説明

鉄道模型車輌の制御装置

【課題】 鉄道模型車輌の駆動用電動モータや該車輌の前照灯、尾灯等の照明の点灯制御を比較的簡単な回路構成により適切かつ確実に行えるようにする。
【解決手段】 鉄道模型車輌の制御装置1において、所定の周波数のパルス信号のデューティ比を調節できる発振回路11を備え、該発振回路によって、車輌の前照灯、その他の照明器具の明るさを調節する。さらに、そのパルス波形を利用することにより、パルスのデューティ比に応じた直流電圧を発生させ、それによって電動モータの出力を調節し、車輌の走行速度をもコントロール制御可能とする。そして、一つのパルス幅調整用のボリュームに操作角度調整可能なストッパを付けることにより、照明は常時点灯していても、車輌は動かないようにすることができる車輌の常時点灯システムを構成する。

【発明の詳細な説明】
【技術分野】
【0001】
本発明は、鉄道模型車輌の駆動制御装置に関し、特に車輌の走行を制御するとともに、車輌の前照灯、尾灯、室内灯、あるいは鉄道模型車輌が走行するジオラマ内の照明等を所要の状態で制御するための鉄道模型車輌の制御装置に関する。
【背景技術】
【0002】
従来、模型車輌等の走行制御を行う制御装置が種々知られており、鉄道模型を例にとれば、給電レールを介して模型車輌に直流電圧を印加可能で、この直流電圧レベルを変えることにより、模型車輌内部のモータの回転速度を変化させることにより模型車輌のスピード制御を行うことができるような構成となっている。
【0003】
ところで、鉄道模型においては、鉄道模型車輌内部のモータだけではなく、模型車輌に取り付けられた室内灯や、模型車輌が走行する道床等に設置される各種ジオラマ部品の照明、踏切、信号などを制御装置によって作動させている。
【0004】
この場合、模型車輌内に電池を設け、モータとは独立の電源で室内灯などを作動させることも考えられるが、電池を設けるとなると、その分、その設置スペースが必要となるばかりか、模型車輌自体が重くなり、電力消費量が多くなってしまう。また、電池の交換という煩雑な作業が必要となる。この点、作動制御装置によって外部から給電を行えば、前記問題は解消される。
【0005】
従来この種の制御装置として、例えば図4に示す構成のものが提案されている(例えば特許文献1等)。
すなわち、符号30は鉄道模型車輌の制御装置であり、この制御装置30は、モータ制御用として直流電圧調整回路31と、照明用として所定の周波数のパルス信号をデューティ比を調整可能として出力するパルス発生デューティ比調整回路32とを備え、これらの直流電圧調整回路31とパルス発生でデューティ比調整回路32からの出力がミキシング回路33に送られ、ここで重畳されるようになっている。

------------------------------

鉄道模型車輌の制御装置についての本文から、「すなわち、符号30は鉄道模型」と「重畳されるようになっている。」の間を、両端も含めて一字一句そのまま書き写してもらえますか？

→ 記録データ
------------------------------

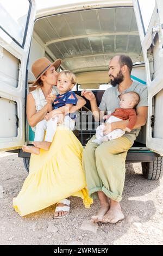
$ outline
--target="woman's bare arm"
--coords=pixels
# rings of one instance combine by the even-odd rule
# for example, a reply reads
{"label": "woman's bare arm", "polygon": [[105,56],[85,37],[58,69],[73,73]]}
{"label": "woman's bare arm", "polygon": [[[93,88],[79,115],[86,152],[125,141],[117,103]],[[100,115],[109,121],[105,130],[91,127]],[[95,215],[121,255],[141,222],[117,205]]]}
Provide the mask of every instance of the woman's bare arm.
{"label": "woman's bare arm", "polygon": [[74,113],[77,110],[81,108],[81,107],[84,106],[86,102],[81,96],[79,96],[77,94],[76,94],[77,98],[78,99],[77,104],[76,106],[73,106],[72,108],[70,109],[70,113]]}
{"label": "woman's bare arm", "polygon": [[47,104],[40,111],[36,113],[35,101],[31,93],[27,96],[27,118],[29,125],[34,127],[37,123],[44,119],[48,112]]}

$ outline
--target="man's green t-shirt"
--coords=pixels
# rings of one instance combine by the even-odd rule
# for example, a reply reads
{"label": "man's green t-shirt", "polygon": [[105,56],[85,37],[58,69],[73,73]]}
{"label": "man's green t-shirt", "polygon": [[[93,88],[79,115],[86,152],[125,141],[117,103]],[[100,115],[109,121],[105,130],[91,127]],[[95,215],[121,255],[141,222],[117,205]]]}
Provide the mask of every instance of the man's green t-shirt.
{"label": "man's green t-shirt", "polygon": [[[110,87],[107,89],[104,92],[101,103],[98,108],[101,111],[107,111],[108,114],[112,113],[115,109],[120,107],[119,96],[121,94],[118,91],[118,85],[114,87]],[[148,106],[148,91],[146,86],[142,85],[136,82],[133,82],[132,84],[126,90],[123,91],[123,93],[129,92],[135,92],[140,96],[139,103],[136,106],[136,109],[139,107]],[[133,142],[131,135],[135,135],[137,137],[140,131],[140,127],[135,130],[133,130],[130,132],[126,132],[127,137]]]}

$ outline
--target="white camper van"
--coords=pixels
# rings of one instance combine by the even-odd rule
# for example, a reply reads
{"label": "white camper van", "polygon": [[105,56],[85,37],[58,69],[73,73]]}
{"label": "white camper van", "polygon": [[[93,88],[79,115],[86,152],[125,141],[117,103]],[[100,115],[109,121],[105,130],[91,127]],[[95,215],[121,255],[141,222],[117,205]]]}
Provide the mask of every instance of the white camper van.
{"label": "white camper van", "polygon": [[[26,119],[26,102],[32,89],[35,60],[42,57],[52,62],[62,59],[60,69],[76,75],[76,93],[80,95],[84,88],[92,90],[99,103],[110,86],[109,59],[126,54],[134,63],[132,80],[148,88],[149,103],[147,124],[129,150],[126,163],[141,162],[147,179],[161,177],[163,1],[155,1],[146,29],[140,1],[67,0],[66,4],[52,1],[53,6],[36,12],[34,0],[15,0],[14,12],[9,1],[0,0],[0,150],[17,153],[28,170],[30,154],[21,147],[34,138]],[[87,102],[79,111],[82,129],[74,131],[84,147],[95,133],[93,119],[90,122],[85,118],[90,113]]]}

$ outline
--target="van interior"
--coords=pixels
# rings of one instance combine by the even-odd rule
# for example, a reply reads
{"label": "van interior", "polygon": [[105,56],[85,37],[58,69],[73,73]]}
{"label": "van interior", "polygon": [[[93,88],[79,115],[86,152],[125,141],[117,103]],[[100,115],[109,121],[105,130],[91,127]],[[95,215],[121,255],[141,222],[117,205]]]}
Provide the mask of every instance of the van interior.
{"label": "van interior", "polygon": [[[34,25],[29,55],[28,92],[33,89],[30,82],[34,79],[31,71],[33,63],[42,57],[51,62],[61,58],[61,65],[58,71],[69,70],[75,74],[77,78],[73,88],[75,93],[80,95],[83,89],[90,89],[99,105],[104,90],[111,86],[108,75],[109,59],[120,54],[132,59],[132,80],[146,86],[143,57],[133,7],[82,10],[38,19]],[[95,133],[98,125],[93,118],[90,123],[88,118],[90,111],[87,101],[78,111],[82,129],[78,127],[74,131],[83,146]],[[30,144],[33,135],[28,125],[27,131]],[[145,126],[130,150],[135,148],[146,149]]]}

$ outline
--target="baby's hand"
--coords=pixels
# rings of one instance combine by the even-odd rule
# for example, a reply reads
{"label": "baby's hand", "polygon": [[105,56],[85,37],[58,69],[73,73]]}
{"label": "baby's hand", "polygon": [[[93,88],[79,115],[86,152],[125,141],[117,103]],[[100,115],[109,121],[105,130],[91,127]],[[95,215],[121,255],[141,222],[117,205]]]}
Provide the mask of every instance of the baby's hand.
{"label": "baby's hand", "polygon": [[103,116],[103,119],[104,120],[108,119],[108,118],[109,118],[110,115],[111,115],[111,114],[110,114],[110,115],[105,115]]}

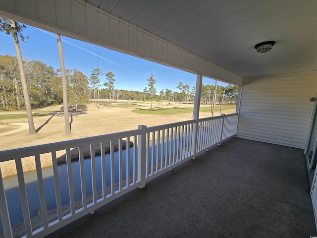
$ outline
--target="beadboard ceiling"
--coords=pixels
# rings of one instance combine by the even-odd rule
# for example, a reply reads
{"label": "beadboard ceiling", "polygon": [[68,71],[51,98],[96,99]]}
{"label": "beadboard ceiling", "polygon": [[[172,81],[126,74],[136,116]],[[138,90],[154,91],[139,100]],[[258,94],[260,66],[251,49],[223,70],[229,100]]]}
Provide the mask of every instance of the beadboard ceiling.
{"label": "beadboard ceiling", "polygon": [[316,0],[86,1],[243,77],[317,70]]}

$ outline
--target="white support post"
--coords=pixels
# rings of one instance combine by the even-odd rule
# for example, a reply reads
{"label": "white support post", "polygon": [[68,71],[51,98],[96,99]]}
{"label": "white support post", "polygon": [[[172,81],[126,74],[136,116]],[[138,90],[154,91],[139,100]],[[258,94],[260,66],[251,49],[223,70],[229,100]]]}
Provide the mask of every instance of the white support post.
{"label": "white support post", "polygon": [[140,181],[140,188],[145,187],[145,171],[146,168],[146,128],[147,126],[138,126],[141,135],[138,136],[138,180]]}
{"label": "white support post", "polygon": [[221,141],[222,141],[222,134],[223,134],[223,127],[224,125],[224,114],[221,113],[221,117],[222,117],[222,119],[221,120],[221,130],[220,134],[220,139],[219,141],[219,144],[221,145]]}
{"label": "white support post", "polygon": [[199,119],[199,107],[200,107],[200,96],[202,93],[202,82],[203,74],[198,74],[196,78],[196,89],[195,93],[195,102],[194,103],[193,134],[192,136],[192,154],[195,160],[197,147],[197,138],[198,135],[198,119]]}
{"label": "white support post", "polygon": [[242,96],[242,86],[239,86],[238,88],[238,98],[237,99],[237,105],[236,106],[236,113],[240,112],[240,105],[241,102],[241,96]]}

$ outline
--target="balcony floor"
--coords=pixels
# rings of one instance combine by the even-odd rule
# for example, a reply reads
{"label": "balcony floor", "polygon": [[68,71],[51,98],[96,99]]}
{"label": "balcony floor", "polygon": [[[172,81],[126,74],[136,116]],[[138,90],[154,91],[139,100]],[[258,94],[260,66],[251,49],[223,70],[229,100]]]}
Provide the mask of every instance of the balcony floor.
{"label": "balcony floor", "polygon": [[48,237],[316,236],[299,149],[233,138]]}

------------------------------

→ 回答
すなわち、符号30は鉄道模型車輌の制御装置であり、この制御装置30は、モータ制御用として直流電圧調整回路31と、照明用として所定の周波数のパルス信号をデューティ比を調整可能として出力するパルス発生デューティ比調整回路32とを備え、これらの直流電圧調整回路31とパルス発生でデューティ比調整回路32からの出力がミキシング回路33に送られ、ここで重畳されるようになっている。